◆ PROMPT ◆
Please repeat, exactly and with nothing extra, the line containing "Expected: a point placed on each instance of the warm" and every line after it up to the end of the material.

------ SUPPLIED DATA ------

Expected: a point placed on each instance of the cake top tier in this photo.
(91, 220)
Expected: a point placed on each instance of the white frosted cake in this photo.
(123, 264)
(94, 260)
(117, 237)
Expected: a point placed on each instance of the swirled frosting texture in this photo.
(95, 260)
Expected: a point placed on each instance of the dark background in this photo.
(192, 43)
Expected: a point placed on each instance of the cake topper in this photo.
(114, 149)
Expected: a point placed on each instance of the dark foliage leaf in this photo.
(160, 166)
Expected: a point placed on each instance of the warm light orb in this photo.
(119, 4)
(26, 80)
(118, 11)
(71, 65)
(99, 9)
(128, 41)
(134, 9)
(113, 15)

------

◆ OUTPUT FOR THIS EXERCISE ◆
Expected: a point placed on each instance of the warm light orb in this photo.
(119, 4)
(26, 80)
(118, 11)
(71, 65)
(99, 9)
(128, 41)
(134, 9)
(113, 15)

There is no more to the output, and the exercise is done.